**REQUIREMENT 1:**
Answer these questions about the recipe:
(a) How much honey does it call for?
(b) How long should the covered pot simmer?
(c) How long should the chicken brown on each side?
**REQUIREMENT 2:** Rewrite the recipe from "- 1 tbsp lemon" to "into every bite.", swapping in "rice" wherever "couscous" appears.

#### SELECTION ####

Ingredients (for 4 servings):
- 2 lbs bone-in, skin-on chicken thighs or drumsticks
- 2 tbsp olive oil
- 1 onion, finely chopped
- 3 cloves garlic, minced
- 1 tsp ground cumin
- 1 tsp ground cinnamon
- 1 tsp ground ginger
- ½ tsp paprika
- ½ tsp turmeric
- ½ tsp salt
- ¼ tsp black pepper
- 1 ½ cups chicken broth
- 1 cup dried apricots, halved
- ¼ cup almonds, toasted
- 1 tbsp honey
- 1 pinch saffron (optional)
- 1 tbsp lemon juice
- ¼ cup fresh cilantro or parsley, chopped
Instructions:
- Heat olive oil in a large tagine or Dutch oven over medium heat. Brown the chicken for 3-4 min. per side, then set aside.
- In the same pot, cook the onion and garlic until soft. Stir in cumin, cinnamon, ginger, paprika, turmeric, salt, and pepper, cooking for 1 min. until fragrant.
- Return the chicken to the pot and pour in the chicken broth. Add apricots, saffron, and honey, then cover and simmer for 45-50 min., stirring occasionally, until the chicken is tender.
- Stir in lemon juice and toasted almonds. Garnish with fresh cilantro or parsley.
- Plate the tagine over fluffy couscous or warm flatbread, allowing the sauce to soak into every bite.

#### EXCERPTED RECORDS ####

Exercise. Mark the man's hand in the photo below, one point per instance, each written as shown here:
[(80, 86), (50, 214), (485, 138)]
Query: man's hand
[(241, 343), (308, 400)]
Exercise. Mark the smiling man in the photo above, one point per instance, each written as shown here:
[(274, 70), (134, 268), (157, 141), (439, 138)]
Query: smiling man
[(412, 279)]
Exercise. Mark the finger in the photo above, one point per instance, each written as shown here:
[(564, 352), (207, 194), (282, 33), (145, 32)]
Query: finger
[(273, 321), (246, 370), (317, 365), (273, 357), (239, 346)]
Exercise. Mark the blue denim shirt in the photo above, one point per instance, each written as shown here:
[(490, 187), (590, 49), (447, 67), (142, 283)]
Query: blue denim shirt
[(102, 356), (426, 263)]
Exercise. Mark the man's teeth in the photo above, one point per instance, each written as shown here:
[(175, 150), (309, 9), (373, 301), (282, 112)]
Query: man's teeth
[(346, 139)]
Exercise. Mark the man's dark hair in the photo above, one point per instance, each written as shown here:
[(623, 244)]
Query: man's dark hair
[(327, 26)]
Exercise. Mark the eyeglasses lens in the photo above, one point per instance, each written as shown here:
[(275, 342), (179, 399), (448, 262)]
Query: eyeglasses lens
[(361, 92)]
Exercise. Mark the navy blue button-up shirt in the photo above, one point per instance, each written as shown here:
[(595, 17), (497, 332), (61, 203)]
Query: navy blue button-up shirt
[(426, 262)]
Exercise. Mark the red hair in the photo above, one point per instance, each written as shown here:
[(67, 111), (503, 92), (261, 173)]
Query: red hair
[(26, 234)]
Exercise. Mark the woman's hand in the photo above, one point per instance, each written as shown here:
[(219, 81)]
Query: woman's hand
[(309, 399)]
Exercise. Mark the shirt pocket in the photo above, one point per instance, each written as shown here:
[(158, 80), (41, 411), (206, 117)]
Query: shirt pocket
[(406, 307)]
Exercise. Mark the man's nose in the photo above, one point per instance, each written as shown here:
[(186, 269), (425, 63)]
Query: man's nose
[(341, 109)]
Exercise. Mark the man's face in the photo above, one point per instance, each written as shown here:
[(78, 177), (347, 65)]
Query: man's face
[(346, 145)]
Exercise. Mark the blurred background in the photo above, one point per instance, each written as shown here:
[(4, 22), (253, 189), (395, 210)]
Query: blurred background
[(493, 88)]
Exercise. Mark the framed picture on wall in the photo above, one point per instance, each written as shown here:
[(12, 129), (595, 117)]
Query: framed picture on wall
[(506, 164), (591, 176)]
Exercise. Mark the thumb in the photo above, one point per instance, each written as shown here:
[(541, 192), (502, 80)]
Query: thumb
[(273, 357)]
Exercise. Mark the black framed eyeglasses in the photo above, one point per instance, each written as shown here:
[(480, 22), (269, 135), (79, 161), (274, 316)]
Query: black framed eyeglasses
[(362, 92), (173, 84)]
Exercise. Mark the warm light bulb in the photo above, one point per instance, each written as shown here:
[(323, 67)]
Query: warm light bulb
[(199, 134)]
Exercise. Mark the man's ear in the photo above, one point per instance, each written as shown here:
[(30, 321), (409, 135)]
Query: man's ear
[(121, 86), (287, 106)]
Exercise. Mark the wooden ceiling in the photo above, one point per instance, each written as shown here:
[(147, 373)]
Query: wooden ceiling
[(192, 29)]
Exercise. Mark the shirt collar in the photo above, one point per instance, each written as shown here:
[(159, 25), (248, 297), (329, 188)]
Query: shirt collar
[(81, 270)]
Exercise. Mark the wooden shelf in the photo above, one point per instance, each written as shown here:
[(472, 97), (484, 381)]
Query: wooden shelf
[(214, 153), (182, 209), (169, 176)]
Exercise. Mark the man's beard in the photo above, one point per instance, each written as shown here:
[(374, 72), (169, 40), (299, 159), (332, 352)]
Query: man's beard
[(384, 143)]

####

**WRITTEN SOLUTION 1:**
(a) 1 tbsp
(b) 45-50 min.
(c) 3-4 min.

**WRITTEN SOLUTION 2:**
- 1 tbsp lemon juice
- ¼ cup fresh cilantro or parsley, chopped
Instructions:
- Heat olive oil in a large tagine or Dutch oven over medium heat. Brown the chicken for 3-4 min. per side, then set aside.
- In the same pot, cook the onion and garlic until soft. Stir in cumin, cinnamon, ginger, paprika, turmeric, salt, and pepper, cooking for 1 min. until fragrant.
- Return the chicken to the pot and pour in the chicken broth. Add apricots, saffron, and honey, then cover and simmer for 45-50 min., stirring occasionally, until the chicken is tender.
- Stir in lemon juice and toasted almonds. Garnish with fresh cilantro or parsley.
- Plate the tagine over fluffy rice or warm flatbread, allowing the sauce to soak into every bite.